Excerpted passage:
The resources defined in a module are encapsulated, so the calling module cannot access their attributes directly. However, the child module can declare output values to selectively export certain values to be accessed by the calling module. eg:
resource "aws_elb" "example" {
# ...
instances = module.servers.instance_ids }
Use the version argument in the module block to specify versions eg:
module "consul" {
source = "hashicorp/consul/aws"
version = "0.0.5"
servers = 3 }
If no version is set terraform will install the latest version. 6
1. Write: Author infrasructure as code
2. Plan: Preview changes before applying
3. Apply: Provision reproducible infrastructure
After applying it is common to push your version control repo to a remote repo for safekeeping. The core workflow is a loop; the next time you want to make changes you start the process from the beggining.
Initializes a working directory containing configuration files. This is the first command that should be run when starting a new config or cloning one from a remote source. Itis safe to run multiple times.
when you initialize a terraform workspace terraform configures the backend, installs all the providers and modules reffered to in your configuration, and creates a version lockfile if one does not already exist. You can also use terraform init to update your providers and modules as well as change your backend. Optional arguments:
-input=true ask for input if necessary; if false will raise an error if input was required.
-lock=false disables locking of state files during state related operations.
lock-timeout=<duration> override the time terraform will require to aquire a statelock. The default is 0s which causes an immediate failure if the lock is already held by another process
-no-color Disable color codes in the command output
-upgrade opt to upgrade plugins and modules as part of thier respective installation steps.
By default init assumes that the working directory contains a configuration and will try to initialize that first.
terraform uses the .terraform directory to store the project’s providers and modules. Use terraform init when:
• you create a new terraform configuration
• you clone a version controlled repo containing a terraform configuration
• you add remove or change the version of a module or provider
• you add remove or change the backend or cloud blocks within the terraform block of the workspace
validate validates the config files in a directory. It does not access any remotes or APIs.
To verify the configuration in the context of a particular run (target workspace, input vars etc) use terraform plan instead.
plan creates an execution plan which terraform will use to create your infrastructure.
When you use plan terraform reads the current state of any already existing remote objects to make sure that the terraform state is up to date. It compares the current configuration to the prior state and notes any differences. Finally it proposes a set of change actions which if applied make the remote objects match the configuration.
When running terraform in automation there is a way to save the plan to a file using terraform plan -out=FILE this file can then be passed to terraform apply as an extra argument.

Information supplied:
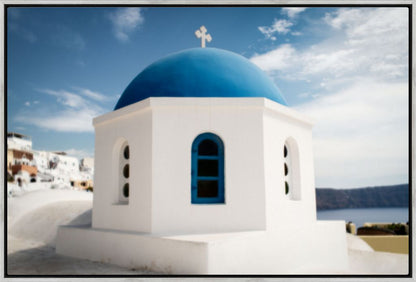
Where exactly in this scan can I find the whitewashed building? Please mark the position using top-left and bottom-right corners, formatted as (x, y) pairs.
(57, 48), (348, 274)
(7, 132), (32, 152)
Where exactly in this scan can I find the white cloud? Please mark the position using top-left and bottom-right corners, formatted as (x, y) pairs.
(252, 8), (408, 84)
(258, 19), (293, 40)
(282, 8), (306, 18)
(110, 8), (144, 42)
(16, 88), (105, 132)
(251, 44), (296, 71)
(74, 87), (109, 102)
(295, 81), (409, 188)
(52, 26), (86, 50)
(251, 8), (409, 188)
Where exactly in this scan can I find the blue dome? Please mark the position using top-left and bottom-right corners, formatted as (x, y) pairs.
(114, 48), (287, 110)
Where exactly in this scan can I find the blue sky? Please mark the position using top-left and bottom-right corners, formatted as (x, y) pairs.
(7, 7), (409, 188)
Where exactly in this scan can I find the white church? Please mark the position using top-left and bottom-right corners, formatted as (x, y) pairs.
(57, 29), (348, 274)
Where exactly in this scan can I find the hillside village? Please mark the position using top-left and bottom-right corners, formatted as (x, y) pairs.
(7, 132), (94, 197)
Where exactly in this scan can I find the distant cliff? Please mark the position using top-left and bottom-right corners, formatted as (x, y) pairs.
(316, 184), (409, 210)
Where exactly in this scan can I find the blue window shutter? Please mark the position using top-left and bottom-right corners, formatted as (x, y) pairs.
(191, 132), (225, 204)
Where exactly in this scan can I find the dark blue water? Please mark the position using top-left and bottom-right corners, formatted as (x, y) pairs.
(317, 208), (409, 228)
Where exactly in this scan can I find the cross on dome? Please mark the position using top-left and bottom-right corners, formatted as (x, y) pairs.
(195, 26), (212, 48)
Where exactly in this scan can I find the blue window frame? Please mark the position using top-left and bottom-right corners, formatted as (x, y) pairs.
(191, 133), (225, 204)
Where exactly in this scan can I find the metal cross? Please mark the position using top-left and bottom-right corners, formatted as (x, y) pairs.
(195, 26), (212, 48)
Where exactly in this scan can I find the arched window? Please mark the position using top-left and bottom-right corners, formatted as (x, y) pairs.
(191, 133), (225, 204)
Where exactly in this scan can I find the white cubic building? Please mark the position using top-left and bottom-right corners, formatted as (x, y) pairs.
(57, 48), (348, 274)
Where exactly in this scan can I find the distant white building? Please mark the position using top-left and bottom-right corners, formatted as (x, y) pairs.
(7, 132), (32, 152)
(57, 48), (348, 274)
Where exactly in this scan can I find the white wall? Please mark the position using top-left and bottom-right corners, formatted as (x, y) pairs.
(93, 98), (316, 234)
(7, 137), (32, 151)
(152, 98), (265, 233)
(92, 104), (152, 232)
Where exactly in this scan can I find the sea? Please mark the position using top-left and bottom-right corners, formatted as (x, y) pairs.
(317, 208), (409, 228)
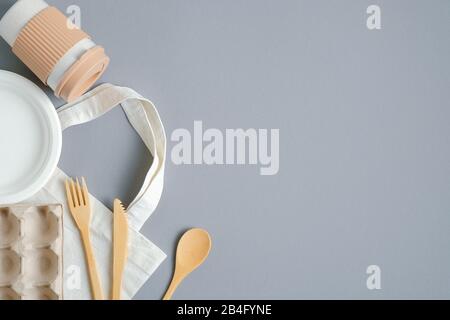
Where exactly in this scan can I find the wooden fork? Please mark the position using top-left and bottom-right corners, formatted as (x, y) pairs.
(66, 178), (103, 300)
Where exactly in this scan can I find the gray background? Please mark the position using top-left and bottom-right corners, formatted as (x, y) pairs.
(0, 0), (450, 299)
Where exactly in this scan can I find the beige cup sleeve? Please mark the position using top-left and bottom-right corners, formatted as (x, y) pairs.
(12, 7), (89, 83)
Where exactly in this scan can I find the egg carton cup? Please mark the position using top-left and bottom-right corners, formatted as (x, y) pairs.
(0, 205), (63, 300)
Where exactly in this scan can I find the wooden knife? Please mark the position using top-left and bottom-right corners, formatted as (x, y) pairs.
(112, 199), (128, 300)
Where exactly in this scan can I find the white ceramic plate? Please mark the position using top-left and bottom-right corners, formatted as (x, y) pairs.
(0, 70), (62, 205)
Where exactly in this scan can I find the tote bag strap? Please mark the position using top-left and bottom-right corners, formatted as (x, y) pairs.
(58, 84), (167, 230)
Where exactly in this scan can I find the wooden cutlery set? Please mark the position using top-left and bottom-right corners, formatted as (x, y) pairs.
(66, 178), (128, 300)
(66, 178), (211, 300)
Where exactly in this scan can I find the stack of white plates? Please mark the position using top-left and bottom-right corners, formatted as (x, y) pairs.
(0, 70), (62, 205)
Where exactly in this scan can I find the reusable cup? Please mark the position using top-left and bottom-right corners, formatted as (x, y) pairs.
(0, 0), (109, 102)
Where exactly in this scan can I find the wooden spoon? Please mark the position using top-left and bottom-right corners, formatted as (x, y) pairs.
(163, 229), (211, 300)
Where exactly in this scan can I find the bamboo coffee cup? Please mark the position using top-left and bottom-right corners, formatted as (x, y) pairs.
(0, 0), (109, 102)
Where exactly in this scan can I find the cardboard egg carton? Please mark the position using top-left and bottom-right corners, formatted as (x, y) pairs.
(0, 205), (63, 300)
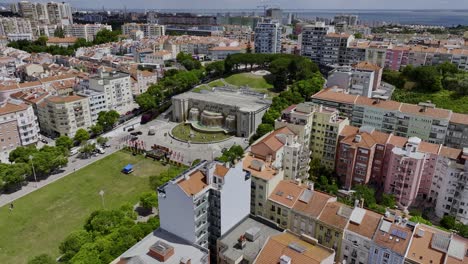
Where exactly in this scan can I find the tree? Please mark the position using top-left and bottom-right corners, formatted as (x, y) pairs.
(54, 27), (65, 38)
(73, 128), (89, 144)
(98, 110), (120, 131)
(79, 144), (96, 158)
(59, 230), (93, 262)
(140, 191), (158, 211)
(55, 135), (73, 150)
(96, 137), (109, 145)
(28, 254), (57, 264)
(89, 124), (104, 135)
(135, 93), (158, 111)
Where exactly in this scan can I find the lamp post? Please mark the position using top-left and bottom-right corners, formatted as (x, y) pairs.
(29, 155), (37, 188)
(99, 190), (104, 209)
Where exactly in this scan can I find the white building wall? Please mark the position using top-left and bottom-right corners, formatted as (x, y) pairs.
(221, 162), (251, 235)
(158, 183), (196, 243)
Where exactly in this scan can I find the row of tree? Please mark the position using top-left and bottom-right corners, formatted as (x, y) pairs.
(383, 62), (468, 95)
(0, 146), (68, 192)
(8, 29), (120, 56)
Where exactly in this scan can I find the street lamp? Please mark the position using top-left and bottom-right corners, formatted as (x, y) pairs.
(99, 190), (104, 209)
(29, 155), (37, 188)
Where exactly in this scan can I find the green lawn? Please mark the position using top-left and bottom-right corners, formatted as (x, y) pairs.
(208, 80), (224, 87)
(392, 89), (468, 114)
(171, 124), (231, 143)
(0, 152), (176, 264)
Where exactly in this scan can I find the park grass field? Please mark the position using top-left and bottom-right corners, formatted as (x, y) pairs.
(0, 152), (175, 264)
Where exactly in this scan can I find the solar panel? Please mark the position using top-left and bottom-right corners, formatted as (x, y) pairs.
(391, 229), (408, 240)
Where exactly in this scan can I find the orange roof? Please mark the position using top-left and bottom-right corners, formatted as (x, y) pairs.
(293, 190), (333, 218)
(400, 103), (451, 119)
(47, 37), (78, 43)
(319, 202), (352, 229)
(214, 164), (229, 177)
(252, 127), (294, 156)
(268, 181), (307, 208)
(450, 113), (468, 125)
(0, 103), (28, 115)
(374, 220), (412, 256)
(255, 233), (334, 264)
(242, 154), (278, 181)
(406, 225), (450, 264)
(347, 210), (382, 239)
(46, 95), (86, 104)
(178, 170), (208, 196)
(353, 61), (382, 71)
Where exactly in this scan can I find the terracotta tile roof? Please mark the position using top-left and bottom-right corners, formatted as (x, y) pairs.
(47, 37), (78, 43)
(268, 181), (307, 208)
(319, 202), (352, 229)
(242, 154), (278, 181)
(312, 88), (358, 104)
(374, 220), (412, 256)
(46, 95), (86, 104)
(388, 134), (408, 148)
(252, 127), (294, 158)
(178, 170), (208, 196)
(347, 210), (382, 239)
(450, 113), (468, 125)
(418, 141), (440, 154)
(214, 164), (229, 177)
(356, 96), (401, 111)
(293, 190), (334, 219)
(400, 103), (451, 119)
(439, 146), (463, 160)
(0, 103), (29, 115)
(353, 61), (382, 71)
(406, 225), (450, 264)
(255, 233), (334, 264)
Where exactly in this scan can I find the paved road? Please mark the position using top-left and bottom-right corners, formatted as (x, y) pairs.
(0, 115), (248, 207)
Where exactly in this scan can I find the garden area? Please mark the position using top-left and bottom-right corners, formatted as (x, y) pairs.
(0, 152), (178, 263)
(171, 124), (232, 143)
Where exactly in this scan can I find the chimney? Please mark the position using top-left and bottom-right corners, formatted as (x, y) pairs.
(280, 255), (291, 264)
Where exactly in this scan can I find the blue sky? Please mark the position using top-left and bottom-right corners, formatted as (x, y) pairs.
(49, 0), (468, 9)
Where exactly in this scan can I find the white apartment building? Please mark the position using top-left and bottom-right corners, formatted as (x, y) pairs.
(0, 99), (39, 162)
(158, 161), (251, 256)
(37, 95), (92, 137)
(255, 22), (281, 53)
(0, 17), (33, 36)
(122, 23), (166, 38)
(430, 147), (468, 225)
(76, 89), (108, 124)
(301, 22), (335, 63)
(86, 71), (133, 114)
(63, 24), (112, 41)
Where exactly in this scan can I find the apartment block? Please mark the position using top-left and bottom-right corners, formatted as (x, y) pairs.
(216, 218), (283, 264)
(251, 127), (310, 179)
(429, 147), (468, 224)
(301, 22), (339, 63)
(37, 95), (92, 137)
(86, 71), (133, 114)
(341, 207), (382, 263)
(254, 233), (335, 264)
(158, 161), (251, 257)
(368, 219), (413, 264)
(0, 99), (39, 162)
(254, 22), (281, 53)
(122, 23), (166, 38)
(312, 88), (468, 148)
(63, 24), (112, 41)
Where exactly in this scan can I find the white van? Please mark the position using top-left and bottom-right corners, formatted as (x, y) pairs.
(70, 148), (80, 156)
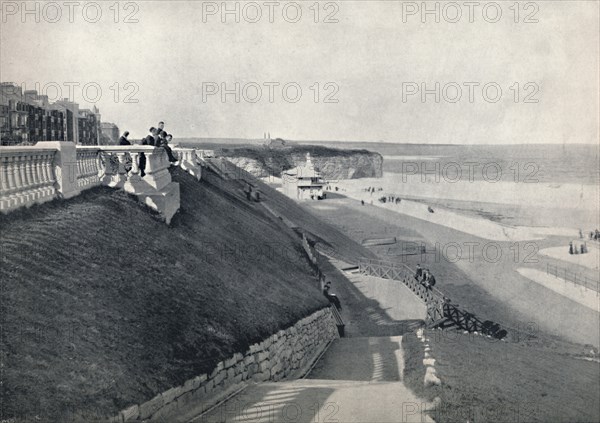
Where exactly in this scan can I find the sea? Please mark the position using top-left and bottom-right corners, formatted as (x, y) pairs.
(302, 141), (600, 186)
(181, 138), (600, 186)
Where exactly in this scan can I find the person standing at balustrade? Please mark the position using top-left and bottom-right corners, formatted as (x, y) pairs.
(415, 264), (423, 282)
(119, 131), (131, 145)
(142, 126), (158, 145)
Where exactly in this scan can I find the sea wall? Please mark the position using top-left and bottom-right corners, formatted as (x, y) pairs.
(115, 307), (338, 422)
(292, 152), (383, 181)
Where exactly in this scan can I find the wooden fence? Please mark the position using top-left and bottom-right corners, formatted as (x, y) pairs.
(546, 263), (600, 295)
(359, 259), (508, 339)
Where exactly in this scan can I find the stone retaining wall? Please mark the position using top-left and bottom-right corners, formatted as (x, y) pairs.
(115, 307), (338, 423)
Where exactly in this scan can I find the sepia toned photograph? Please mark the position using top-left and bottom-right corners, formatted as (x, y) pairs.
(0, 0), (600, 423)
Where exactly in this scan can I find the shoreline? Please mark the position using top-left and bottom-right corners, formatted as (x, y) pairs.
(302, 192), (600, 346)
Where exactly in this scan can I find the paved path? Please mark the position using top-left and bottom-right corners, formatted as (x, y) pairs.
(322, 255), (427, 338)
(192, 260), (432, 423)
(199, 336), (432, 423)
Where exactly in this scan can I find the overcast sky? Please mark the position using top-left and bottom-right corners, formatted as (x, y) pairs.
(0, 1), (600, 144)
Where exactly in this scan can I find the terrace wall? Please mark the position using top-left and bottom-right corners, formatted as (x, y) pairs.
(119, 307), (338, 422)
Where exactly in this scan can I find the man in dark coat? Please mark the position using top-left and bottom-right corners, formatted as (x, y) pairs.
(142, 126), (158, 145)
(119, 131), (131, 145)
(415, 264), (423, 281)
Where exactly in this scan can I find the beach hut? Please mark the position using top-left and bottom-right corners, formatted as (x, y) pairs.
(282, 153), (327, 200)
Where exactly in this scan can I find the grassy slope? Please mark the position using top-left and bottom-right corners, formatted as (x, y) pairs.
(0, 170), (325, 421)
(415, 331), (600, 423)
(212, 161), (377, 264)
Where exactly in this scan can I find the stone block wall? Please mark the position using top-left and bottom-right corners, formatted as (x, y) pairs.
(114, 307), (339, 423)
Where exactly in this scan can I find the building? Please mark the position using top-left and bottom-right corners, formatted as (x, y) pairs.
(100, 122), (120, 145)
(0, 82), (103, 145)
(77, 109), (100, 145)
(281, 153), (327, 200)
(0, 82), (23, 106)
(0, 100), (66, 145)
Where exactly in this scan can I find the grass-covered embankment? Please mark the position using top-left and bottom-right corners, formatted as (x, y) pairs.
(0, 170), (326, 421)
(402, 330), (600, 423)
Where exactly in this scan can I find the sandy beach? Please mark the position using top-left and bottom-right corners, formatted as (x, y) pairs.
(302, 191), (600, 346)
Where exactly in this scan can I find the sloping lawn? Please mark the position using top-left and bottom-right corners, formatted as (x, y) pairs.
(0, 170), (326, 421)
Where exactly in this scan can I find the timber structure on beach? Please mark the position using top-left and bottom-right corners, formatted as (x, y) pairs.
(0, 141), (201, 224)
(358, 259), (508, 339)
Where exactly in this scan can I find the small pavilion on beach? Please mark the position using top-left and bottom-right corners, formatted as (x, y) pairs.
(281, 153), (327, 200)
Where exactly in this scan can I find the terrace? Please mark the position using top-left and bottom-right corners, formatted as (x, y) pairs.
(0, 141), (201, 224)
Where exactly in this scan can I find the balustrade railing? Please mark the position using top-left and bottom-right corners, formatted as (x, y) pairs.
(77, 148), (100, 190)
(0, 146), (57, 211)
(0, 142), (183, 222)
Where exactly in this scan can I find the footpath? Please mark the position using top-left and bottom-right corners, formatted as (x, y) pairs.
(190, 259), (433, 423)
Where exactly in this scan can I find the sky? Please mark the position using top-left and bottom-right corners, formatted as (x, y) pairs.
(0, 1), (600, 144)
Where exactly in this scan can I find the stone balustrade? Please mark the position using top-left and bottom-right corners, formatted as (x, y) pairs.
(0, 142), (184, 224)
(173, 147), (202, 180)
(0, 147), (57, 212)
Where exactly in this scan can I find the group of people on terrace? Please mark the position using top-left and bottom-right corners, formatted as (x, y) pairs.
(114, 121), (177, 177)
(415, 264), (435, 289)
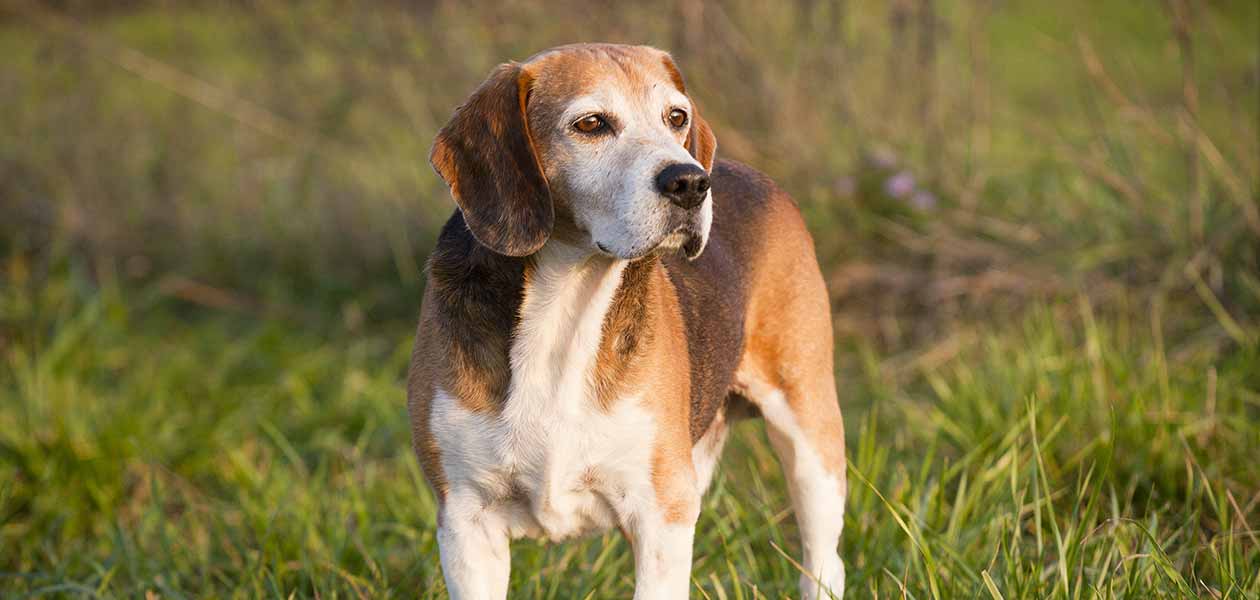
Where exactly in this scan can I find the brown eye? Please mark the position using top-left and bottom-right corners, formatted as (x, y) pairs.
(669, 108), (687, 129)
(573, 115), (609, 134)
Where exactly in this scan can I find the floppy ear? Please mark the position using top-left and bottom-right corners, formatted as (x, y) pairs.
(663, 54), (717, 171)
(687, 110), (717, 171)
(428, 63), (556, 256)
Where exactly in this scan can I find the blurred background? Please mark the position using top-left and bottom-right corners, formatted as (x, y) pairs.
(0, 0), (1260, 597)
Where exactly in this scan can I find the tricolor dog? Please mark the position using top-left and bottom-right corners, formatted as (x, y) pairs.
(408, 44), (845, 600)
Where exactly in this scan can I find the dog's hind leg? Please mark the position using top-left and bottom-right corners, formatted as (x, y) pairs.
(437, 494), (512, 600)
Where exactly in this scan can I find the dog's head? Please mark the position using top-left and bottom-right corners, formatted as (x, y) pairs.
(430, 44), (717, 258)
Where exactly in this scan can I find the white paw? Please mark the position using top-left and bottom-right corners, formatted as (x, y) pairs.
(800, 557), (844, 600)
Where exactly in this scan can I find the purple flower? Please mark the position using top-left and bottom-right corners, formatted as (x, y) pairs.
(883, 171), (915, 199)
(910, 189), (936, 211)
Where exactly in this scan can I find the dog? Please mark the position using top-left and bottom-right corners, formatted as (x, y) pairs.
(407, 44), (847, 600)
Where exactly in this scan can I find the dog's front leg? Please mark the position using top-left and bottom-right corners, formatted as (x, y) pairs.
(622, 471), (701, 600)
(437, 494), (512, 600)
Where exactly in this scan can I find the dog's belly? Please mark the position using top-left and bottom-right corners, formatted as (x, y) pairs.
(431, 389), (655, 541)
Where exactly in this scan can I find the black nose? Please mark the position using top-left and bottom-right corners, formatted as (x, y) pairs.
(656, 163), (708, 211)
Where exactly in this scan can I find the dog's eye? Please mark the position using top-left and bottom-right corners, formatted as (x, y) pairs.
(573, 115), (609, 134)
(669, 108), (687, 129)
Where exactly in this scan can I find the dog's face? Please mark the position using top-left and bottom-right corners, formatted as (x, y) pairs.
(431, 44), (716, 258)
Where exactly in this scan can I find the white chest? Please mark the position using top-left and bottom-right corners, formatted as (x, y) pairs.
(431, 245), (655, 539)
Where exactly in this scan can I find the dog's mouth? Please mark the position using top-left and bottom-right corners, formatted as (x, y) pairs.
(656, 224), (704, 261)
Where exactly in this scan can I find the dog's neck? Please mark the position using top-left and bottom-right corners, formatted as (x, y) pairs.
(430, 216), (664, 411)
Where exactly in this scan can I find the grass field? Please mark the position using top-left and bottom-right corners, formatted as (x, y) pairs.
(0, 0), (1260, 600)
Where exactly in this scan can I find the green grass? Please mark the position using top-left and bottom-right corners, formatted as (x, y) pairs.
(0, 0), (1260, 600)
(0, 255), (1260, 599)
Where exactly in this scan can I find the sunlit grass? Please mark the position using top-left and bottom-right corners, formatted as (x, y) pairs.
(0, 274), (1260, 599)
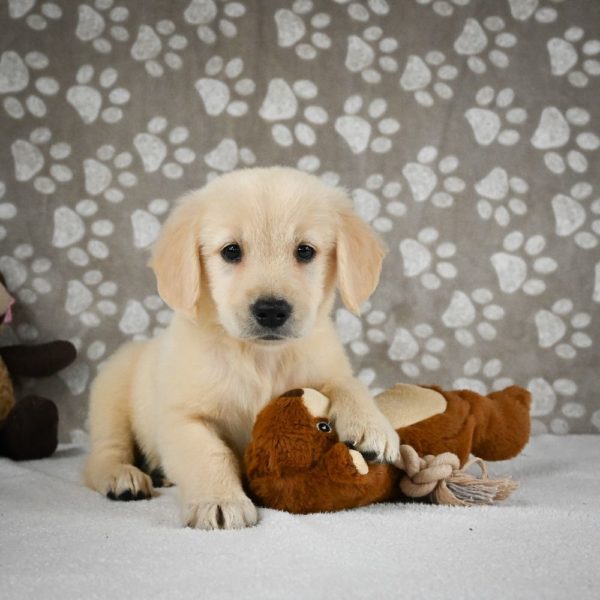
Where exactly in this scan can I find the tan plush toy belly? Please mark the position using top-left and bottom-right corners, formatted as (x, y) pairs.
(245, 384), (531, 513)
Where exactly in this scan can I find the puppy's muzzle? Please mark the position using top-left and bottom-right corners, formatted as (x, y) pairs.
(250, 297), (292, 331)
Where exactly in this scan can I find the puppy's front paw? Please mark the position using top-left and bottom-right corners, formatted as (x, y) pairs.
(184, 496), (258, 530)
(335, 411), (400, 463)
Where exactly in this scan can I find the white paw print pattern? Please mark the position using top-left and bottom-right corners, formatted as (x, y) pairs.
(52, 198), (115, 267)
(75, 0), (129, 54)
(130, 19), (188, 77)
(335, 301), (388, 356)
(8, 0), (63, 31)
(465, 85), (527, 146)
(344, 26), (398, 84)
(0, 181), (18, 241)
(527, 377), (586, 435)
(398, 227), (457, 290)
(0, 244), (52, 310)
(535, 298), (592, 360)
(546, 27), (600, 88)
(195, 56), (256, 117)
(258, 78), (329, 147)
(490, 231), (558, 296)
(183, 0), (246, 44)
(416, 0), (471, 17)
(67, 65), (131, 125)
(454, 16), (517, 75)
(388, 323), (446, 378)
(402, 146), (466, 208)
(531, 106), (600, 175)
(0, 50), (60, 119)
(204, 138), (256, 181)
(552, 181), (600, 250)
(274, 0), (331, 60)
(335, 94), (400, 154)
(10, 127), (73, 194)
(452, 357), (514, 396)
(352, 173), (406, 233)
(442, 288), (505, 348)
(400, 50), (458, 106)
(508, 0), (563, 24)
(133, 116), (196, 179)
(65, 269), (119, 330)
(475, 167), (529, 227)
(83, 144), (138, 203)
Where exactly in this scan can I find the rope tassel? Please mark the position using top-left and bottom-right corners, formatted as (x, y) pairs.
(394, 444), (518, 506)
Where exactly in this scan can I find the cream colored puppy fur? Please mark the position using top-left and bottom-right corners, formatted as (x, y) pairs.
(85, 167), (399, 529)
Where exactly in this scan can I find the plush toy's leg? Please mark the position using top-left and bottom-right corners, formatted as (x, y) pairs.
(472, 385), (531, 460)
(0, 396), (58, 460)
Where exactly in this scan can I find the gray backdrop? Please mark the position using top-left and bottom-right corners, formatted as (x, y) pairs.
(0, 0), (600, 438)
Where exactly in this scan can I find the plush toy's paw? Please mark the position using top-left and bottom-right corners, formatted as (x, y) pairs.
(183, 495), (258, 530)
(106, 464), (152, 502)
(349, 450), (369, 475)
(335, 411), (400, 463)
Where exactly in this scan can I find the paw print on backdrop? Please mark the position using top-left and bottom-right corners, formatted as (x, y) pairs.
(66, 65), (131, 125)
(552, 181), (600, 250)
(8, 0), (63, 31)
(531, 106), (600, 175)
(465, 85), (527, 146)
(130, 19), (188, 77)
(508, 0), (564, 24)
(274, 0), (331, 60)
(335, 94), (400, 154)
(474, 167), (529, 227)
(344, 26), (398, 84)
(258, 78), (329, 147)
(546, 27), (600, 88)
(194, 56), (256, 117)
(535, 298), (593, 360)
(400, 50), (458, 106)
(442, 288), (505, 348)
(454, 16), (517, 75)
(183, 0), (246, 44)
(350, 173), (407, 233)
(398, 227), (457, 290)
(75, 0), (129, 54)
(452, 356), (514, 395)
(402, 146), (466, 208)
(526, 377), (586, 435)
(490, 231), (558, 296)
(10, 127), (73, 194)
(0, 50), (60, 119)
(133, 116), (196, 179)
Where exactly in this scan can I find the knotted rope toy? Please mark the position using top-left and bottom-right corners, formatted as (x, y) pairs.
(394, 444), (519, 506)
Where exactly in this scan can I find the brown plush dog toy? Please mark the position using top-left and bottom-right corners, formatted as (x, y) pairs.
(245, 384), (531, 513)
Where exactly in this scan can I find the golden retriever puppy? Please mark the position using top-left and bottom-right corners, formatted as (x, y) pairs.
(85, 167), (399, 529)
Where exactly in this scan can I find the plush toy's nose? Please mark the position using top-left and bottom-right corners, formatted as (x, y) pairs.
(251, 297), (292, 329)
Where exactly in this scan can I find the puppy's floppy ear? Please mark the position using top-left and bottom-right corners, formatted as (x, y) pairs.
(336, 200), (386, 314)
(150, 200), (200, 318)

Given instruction 1: Summarize the Terraform notes in two sentences.
Given instruction 2: Extend the Terraform notes, picking up after their final sentence.
The listing has no connection to the Terraform notes.

Written reply 1: Terraform modules keep their resources encapsulated but can export chosen values as outputs, and a version argument pins a module's version, with the latest installed if none is set. The core workflow loops through write, plan, and apply, using terraform init to prepare a working directory, validate to check configuration files, and plan to propose changes that would make remote objects match the configuration.

Written reply 2:
the terraform apply command executes the actions proposed by the terraform plan. You can run apply on it’s own, in which case it will create an execution plan on the spot based on the statefile and the configuration, or you can pass apply a plan you had created previously with terraform plan -out=FILE_NAME. The second option is more for when you automate terraform.
Options:
-auto-approve skips asking you for approval before applying a plan
-compact-warnings shows any warnings in compact form which contains only the summary
-input=false Disables all terraform’s interactive prompts. Note this will cause the apply to fail because you can’t approve
-json the output will be in human readable json
-lock=false don’t hold a state lock during the operation. This is dangerous if others may be concur-
rently running commands.
lock-timeout=DURATION instructs terraform to retry applying a lock for a predefined duration.
Errors in terraform apply will print during the process and the process will be stopped; any resources created up until that point will no be rolled back; in order to reset the configuration you will need to submit a valid configuration to apply.
Common reasons for errors:
1. A change to a resource outsife of terraform’s control
2. networking or other transient errors.
3. An expected error from the upstream API eg duplicate resource name or reaching a usage limit. 4. An unexpected error from the upstream API eg an internal server error
5. A bug in the terraform provider code or terraform itself.
Usually you will plan and apply on an entire configuration; however, there are some situations when you will need to target specific resources. Terraform gives you two options for interacting with specific resources: -replace and -target.
use -replace when a resource has become unhealthy for reasons outside of terraform’s control and you want to replace it with the same configuration. Eg an error in the OS of a virtual machine requires it be replaced.
Use -target when you are troubleshooting an error that prevents terraform from applying your entire configuration at once. This may occur if a provider or API error leaves your resources in an invalid state that terraform cannot resolve. -target can be used to target individual resources specifically.
The terraform destroy command is a convenient way to destroy all remote objects managed by a terraform configuration.
destroy accepts all the options that apply accepts.
terraform fmt is used to apply the cannonical formating standards to the configuration files in a working directory.
A backend in terraform defines where terraform’s state snapshots are stored.
A terraform can either specify a backend, for example terraform cloud, or default to storing state locally.
The local backend stores state on the local filesystem, locks that state using system APIs, and performs operations locally.
example configuration:
terraform {
backend "local" {
path = "relative/path/to/terraform.tfstate"
}
}
state locking prevents others from writing to the statefile while you are performing operations that update the statefile.
terraform logincanbeusedtoautomaticallyobtainandsaveanAPItokenforTerraformCloud,Terraform Enterprise, or any other host that offers Terraform services.
Usage: terraform login [hostname]
Storing state remotely and accessing it via credentials is the prefered way to work with terraform on a distributed team.
Resource drift is when your terraform state file does not exactly match your real world infrastructure. It can happen when changes are made outside of terraform.
Refresh only mode instructs terraform to create a plan which updates the terraform state to match changes to remote objects outside of terraform. This is usfull if state drift has occurred.
terraform plan -refresh-only or terraform apply -refresh-only
plan allows you to see the proposed updates to the state file and apply makes the changes to the state file.
Note: terraform plan and apply will automatically update the state file, but they may be also used to create infrastructure. Refresh only is used when you only want to refresh state.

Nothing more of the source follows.